作曲・改訂年/2012-13/18-19
編成/16人の奏者 (1.1.1.1-1.1.1.0-1perc-1pf-1hp-1acc-2.1.1.1) (当初は15人の奏者のために作曲)
演奏時間/約14分
impuls- 8th International Ensemble and Composers Academy for Contemporary Music 2013、Reading Session(グラーツ/オーストリア)のために作曲。
影も溜らず ー 淡座リサイタルシリーズVol.1 桑原ゆう個展(世界初演)のために改訂。

English title: smelling, efflorescing
Year of composition and revision: 2012-13/18-19
Instrumentation: 16 musicians (1.1.1.1-1.1.1.0-1perc-1pf-1hp-1acc-2.1.1.1) (first version was for 15 musicians)
Duration: approximately 14 minutes
Written and selected for the Reading Session at impuls- 8th International Ensemble and Composers Academy for Contemporary Music, 2013
Revised for Shadowless - Yu Kuwabara Portrait [Awai-Za Recital Series Vol.1]



作曲ノート

 中学生のころから源氏物語を読むのが好きだった。初めて書いた歌曲、東京藝術大学学部二年次の提出作品のテキストには、源氏物語の和歌から三首を選んで用いた。その頃から、宇治十帖で、薫の君と匂宮が対照的な存在として描かれているのを不思議に思っていた。「薫る」と「匂う」は、現代ではどちらも同じような意味で使われているが、実は両者の違いは大きいように感じ、紫式部はその違いを、薫の君と匂宮を通して端的に表現しているのではと感じていた。
 「薫る」と「匂う」について調べてみると、「匂う」とは香気臭気に限った言い方でなく、光に関係する言葉であり、美しく咲いている、美しく映えるという意味もあることがわかる。誰でも知る箏歌「さくら さくら 弥生の空は 見わたすかぎり 霞か雲か 匂いぞ出ずる いざや いざや 見に行かん」の歌詞においては、桜の匂いが、目に見える霞や雲のイメージと重なり合う。本居宣長の「しき嶋の やまと心を 人問はば 朝日ににほふ 山ざくら花」では、桜の見た目の鮮やかさと匂いとが、一緒くたになって朝日に照らされ、光り輝いているように感じる。
********************
* 指示 *
• A. 作品解説をもとに、次の問いに答えなさい。
(i) この曲の演奏時間はおよそ何分か。
(ii) この曲は当初、何人の奏者のために作曲されたか。
(iii) 筆者が初めて書いた歌曲のテキストには何が用いられたか。
• B. 作品解説の作曲ノートの続きを書きなさい。
記録は作品解説とは別の資料である。
********************
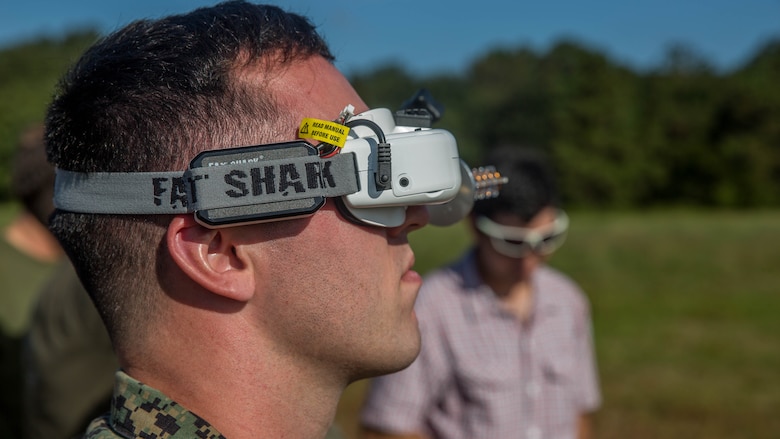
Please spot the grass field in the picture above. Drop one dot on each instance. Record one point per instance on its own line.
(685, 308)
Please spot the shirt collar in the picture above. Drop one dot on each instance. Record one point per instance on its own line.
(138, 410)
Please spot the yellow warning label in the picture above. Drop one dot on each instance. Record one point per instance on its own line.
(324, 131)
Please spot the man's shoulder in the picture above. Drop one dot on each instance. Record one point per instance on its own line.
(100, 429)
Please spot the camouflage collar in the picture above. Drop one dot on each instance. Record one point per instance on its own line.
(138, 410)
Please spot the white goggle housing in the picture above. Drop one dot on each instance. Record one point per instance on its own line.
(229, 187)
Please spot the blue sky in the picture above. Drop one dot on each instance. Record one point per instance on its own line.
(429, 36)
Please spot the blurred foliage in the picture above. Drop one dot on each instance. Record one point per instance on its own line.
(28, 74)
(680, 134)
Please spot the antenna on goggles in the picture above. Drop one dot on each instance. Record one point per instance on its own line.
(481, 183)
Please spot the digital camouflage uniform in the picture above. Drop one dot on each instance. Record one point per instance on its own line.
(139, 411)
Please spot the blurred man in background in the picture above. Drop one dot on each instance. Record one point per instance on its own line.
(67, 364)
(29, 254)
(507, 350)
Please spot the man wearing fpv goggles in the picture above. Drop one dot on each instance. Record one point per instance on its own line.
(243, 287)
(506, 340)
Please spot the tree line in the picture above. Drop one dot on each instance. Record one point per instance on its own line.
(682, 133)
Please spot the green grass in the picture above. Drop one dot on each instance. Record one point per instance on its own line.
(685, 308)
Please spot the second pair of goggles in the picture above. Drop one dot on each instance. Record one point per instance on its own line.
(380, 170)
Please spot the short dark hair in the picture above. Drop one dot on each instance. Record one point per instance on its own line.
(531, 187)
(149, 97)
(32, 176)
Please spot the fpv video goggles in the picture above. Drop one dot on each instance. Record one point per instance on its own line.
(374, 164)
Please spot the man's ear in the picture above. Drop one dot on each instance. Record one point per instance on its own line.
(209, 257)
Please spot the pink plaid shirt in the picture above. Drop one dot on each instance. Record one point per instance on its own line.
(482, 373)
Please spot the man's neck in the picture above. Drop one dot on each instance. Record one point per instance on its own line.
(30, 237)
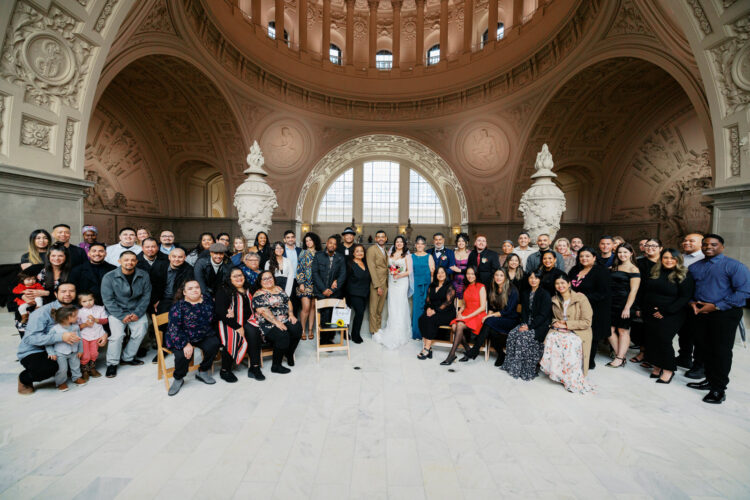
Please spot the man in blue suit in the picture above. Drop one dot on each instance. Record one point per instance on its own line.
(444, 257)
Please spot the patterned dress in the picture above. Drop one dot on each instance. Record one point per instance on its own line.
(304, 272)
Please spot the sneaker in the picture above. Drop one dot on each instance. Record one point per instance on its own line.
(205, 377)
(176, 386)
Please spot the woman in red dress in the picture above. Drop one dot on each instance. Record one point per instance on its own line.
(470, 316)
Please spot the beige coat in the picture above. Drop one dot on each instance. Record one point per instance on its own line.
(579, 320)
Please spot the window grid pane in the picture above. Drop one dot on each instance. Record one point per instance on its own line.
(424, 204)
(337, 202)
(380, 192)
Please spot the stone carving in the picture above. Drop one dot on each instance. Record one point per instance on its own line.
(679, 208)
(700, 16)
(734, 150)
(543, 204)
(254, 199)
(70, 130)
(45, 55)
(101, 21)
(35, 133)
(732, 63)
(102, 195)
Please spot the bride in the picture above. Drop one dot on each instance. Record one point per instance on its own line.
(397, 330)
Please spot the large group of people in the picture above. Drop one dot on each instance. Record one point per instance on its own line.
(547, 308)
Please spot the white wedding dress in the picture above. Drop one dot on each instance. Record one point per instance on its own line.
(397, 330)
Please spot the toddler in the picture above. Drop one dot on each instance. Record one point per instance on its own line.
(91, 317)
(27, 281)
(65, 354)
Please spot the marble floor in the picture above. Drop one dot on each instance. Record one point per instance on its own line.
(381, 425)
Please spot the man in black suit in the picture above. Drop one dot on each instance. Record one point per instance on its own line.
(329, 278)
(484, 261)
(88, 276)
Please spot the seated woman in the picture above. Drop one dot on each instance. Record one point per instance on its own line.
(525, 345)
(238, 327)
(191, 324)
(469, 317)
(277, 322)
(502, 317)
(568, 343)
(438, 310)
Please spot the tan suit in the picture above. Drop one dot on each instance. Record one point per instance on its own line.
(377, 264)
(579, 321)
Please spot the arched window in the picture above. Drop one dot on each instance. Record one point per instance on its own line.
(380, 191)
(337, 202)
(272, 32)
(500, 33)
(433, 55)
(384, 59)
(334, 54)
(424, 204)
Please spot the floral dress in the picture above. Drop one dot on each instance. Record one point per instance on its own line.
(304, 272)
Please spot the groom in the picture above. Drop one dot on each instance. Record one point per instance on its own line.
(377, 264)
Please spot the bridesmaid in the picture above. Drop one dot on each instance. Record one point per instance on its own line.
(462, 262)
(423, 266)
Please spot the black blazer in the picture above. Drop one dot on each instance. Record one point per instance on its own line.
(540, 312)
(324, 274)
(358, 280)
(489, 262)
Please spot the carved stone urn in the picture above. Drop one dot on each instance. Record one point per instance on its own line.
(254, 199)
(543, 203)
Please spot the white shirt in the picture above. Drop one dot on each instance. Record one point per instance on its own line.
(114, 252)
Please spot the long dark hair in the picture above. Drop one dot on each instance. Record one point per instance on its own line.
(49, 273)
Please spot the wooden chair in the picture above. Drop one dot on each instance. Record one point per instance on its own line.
********************
* 解答例 *
• A.
(i) 約14分
(ii) 15人
(iii) 源氏物語の和歌から選んだ三首

• B.
 つまり「匂う」とは、人の嗅覚と視覚の両方に作用する言葉である。あらためてそれを考えた時、多少突飛な考えではあるが、そこにもう一つの感覚、聴覚を加えることはできないかと思った。つまり「匂う」ような音楽は書けないかと考えたことが、この作品のベースになっている。作曲当初から改訂までに時間がかかっているため、音の扱いよりも構成に興味が移ってきた近作に比べ、よりリニアにつながっていくような音楽である。
 《にほふ》は、二〇一三年に、グラーツでの現代音楽フェスティバル「impuls」のプログラムにて、エンノ・ポッペ指揮、クラングフォルム・ウィーンにより試演されたが、その後、初演の日の目を見ることはなかった。その時の想いを成仏させるようなつもりで大幅な改訂を施し、二〇一九年七月に開催した「影も溜らず — 淡座リサイタルシリーズVol.1 桑原ゆう個展」で、世界初演を果たした。


Performance & broadcast history
(As of 18 August 2022)

10 February 2013 - trial performance
Impuls Academy [Special Program - Reading Sessions]
MUMUTH, Kunstuniversität Graz, Lichtenfelsgasse 14 8010 Graz, Austria
Enno Poppe, conductor|Klangforum Wien
www.impuls.cc/en/academy/special-programs.html#c1297
www.impuls.cc/en/events/events-2013/102.html
www.impuls.cc/fileadmin/user_upload/Newsletter/newsletter20130525.pdf

2019年7月19日 - 世界初演
影も溜らず — 淡座リサイタルシリーズVol.1 桑原ゆう個展
@東京オペラシティ リサイタルホール(東京都新宿区西新宿3-20-2 東京オペラシティタワーB1F)
演奏/水戸博之(指揮)、梶川真歩(フルート)、本多啓佑(オーボエ)、西村薫(クラリネット)、中田小弥香(ファゴット)、籠谷春香(トランペット)、嵯峨郁恵(ホルン)、村田厚生(トロンボーン)、中山航介(打楽器)、大田智美(アコーディオン)、鈴木真希子(ハープ)、大須賀かおり(ピアノ)、三瀬俊吾(ヴァイオリン)、松岡麻衣子(ヴァイオリン)、笠川恵(ヴィオラ)、竹本聖子(チェロ)、佐藤洋嗣 (コントラバス)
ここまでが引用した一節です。